Data entries:
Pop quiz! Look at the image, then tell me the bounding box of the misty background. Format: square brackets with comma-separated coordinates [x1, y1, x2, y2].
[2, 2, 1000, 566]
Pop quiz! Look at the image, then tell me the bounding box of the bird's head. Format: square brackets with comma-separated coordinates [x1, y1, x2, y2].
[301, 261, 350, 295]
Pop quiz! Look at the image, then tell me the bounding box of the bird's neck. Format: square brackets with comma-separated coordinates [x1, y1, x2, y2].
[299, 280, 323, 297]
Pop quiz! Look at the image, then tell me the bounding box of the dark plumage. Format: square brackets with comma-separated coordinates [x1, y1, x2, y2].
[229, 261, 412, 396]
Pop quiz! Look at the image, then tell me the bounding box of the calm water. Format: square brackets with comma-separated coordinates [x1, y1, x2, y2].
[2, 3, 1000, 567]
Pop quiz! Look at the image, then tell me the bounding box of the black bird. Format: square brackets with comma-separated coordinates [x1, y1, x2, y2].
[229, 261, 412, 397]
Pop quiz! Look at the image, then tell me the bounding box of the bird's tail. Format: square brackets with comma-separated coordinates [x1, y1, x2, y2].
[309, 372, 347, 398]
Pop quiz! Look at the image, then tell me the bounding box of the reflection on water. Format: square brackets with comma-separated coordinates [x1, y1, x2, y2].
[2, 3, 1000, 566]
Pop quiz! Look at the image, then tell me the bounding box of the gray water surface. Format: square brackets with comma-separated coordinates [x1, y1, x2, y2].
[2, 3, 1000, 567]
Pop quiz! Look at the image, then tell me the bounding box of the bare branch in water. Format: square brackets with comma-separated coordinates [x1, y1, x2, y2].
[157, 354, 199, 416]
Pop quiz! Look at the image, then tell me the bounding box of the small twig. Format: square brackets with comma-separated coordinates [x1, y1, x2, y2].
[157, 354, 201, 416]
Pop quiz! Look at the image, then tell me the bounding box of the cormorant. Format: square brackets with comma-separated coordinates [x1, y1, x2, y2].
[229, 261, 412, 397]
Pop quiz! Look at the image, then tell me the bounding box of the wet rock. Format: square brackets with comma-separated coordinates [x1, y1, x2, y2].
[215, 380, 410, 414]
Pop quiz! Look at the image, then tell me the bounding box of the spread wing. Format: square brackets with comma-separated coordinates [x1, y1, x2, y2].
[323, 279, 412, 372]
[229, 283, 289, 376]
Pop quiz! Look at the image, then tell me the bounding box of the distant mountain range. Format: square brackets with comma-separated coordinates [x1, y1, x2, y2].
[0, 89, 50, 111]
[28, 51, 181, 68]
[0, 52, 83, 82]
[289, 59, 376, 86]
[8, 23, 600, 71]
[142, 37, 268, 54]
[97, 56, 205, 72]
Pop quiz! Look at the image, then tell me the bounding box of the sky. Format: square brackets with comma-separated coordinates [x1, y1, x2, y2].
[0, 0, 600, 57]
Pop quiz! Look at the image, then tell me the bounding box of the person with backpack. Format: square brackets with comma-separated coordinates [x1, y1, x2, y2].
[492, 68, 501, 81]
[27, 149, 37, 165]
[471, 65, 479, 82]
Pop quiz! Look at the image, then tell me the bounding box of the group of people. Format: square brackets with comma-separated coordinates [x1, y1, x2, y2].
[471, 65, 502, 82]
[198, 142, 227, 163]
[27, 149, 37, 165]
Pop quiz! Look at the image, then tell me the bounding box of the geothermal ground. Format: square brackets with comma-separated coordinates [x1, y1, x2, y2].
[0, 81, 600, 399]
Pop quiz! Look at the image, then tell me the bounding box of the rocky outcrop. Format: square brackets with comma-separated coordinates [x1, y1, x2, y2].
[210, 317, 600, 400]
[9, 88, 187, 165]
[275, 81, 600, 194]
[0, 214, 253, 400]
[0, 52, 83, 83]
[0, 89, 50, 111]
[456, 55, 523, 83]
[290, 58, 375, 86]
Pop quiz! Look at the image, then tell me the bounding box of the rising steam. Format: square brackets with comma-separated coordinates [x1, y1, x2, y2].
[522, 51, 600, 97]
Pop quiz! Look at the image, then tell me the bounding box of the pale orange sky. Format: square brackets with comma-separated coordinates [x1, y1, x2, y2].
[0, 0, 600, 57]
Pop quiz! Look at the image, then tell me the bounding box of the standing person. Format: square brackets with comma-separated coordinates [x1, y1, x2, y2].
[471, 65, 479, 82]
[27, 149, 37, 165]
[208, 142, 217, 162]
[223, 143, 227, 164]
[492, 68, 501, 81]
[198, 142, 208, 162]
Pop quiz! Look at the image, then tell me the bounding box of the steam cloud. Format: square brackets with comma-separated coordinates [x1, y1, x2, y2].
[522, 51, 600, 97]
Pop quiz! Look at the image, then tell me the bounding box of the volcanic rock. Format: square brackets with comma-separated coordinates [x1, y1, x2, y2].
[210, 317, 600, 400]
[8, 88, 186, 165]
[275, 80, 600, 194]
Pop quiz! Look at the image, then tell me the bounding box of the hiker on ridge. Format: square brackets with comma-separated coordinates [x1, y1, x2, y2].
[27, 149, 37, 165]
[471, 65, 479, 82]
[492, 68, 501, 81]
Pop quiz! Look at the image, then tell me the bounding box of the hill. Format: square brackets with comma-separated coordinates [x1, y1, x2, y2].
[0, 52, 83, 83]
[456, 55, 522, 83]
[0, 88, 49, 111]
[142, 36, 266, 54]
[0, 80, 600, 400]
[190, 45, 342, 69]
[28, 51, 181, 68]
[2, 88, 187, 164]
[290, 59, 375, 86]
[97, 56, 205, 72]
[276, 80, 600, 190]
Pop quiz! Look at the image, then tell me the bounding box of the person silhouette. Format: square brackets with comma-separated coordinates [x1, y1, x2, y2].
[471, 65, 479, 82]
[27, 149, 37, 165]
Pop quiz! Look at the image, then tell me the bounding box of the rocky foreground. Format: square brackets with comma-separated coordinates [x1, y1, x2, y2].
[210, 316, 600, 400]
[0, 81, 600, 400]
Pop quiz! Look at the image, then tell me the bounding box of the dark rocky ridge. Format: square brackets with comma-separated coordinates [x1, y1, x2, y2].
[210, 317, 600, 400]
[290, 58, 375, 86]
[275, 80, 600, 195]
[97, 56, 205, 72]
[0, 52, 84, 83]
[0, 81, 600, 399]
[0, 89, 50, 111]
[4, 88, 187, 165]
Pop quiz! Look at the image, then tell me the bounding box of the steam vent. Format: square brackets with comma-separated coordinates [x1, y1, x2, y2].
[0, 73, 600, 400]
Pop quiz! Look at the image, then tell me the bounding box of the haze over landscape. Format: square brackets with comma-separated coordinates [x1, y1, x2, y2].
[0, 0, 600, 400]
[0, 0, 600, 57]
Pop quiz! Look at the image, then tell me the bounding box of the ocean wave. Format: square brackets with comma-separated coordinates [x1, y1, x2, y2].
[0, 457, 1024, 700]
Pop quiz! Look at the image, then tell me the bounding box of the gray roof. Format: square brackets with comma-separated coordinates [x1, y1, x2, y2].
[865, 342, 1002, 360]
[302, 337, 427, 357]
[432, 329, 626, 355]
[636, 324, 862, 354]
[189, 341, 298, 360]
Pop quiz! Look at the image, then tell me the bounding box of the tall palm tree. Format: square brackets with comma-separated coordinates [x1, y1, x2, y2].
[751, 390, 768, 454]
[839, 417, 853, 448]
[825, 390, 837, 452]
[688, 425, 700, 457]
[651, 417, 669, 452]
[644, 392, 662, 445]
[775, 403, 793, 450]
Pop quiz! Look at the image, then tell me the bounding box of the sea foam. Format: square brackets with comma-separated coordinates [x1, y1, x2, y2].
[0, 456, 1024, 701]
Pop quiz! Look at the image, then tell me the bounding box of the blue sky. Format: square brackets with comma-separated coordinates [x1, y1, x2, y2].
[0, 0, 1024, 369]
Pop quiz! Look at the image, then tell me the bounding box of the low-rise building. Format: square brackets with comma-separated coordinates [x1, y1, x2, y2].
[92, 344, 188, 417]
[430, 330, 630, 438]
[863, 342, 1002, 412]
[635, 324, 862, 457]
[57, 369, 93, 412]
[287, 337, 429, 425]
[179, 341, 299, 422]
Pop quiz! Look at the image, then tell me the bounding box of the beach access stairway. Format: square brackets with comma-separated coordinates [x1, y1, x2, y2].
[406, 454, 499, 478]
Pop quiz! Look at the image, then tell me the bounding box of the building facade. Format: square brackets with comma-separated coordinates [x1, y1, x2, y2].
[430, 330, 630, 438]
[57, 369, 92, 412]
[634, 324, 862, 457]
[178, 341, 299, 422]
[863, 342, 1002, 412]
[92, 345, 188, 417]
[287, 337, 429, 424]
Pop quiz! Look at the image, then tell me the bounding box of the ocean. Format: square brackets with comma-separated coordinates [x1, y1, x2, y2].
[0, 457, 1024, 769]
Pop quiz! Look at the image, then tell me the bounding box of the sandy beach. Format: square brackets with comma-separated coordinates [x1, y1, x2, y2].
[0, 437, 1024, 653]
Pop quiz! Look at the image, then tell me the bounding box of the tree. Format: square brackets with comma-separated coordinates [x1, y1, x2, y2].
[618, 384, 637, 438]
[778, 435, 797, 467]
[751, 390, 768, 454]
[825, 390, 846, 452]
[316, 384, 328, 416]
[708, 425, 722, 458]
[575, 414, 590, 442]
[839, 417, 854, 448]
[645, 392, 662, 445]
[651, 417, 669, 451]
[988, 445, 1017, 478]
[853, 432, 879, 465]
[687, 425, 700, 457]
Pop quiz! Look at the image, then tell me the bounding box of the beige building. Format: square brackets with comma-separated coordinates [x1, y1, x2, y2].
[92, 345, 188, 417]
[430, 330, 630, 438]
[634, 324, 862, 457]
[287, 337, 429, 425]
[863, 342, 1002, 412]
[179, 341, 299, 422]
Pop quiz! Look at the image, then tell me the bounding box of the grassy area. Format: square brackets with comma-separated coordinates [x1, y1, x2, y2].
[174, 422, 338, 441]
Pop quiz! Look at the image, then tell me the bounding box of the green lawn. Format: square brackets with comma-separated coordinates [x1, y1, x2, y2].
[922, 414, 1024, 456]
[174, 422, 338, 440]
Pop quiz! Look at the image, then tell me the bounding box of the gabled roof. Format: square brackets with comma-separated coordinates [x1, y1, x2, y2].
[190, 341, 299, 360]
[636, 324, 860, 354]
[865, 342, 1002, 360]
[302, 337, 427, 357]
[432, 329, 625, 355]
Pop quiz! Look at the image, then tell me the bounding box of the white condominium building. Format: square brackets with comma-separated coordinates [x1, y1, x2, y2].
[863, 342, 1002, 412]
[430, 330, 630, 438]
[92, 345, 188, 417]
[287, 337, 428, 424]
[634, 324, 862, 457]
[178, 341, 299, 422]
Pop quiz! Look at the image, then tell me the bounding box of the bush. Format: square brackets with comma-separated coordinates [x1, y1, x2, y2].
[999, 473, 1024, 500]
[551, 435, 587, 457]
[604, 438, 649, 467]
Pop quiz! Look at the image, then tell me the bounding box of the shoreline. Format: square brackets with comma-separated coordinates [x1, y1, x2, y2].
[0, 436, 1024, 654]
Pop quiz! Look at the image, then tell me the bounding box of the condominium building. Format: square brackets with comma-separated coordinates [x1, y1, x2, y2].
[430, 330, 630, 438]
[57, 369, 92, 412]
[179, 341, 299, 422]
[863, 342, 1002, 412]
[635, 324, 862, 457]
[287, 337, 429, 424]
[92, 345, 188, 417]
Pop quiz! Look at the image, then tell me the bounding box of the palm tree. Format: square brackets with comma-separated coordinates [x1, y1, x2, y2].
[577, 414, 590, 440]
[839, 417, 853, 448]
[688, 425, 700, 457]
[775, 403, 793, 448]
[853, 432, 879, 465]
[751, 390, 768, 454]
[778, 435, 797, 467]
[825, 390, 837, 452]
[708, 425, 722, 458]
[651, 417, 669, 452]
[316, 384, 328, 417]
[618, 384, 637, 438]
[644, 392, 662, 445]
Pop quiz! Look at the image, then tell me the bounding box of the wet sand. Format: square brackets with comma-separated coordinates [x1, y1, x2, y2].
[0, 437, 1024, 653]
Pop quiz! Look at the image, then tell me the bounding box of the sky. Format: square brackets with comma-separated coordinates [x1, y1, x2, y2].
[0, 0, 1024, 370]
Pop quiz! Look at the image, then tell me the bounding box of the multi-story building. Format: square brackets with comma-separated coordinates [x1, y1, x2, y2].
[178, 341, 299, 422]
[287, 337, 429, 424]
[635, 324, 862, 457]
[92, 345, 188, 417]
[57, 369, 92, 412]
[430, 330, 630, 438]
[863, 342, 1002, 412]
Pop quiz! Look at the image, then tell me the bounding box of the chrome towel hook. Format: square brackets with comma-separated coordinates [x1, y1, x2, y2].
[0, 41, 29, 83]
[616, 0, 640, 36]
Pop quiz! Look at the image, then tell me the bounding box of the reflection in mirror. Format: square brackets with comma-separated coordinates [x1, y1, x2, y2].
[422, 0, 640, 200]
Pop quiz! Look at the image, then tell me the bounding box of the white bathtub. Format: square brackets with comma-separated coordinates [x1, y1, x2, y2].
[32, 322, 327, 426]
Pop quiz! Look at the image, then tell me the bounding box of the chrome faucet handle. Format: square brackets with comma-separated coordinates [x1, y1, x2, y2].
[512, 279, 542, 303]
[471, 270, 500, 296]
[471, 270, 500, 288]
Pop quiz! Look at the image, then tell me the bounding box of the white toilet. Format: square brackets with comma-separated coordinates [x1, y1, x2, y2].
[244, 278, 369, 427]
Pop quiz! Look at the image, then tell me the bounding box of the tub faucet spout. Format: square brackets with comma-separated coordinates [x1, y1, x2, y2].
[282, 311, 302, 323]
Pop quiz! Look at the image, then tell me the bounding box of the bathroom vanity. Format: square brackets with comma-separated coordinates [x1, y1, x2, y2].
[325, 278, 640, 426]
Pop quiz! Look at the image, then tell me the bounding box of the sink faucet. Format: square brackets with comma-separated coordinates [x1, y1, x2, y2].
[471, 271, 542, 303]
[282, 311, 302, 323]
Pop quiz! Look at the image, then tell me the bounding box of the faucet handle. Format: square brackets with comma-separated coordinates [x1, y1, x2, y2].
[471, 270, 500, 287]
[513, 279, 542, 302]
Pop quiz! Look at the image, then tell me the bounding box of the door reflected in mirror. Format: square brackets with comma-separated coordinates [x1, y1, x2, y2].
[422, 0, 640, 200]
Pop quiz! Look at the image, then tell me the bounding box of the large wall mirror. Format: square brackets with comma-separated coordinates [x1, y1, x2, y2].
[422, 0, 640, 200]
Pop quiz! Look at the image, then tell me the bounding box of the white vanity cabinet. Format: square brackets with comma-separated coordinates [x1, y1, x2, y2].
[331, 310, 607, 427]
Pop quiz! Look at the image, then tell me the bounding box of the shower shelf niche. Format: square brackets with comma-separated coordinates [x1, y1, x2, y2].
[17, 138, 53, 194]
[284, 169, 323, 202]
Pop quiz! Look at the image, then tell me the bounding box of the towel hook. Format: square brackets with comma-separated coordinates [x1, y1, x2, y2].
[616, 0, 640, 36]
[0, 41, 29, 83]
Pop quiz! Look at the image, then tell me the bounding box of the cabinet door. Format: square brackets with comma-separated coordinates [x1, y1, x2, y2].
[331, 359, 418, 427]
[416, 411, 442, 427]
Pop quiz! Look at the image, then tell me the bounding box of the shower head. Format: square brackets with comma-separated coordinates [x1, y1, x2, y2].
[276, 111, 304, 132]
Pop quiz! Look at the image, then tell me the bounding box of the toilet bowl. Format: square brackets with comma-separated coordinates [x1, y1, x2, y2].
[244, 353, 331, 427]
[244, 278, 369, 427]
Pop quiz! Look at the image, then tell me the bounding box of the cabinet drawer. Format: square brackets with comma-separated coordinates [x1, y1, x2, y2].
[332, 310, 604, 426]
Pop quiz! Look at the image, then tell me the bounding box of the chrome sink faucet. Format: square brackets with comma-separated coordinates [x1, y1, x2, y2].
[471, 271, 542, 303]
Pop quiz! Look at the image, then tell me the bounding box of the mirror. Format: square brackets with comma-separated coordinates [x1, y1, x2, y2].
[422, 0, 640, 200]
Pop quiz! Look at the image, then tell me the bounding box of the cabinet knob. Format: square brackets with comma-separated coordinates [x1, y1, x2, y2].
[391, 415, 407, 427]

#### [Exercise task]
Quote the rows word for word, starting at the line with "of the multi-story" and ending at the line with "[32, 322, 327, 426]".

#### [The answer]
Pop quiz! Look at the image, then tell me the bounding box of the multi-story building. Format: square brackets with comma-separated coordinates [x1, y1, x2, y2].
[178, 341, 299, 422]
[287, 337, 429, 424]
[635, 324, 862, 457]
[92, 345, 188, 417]
[57, 369, 92, 412]
[430, 330, 630, 438]
[863, 342, 1002, 412]
Pop quiz! Look at the image, then tell me the bounding box of the chrome towel hook. Format: square brackets with comma-separated coordinates [x1, y1, x2, y2].
[0, 41, 29, 83]
[616, 0, 640, 36]
Pop quiz! Look at the image, then tell me the bounding box of the reflection in mirror. Format: square brackets with comma-separated coordinates [x1, y1, x2, y2].
[422, 0, 640, 200]
Pop quiz! Look at the image, then tell me the bounding box of the white bathtub. Format: square brackets with comma-separated coordinates [x1, y1, x2, y2].
[32, 322, 327, 426]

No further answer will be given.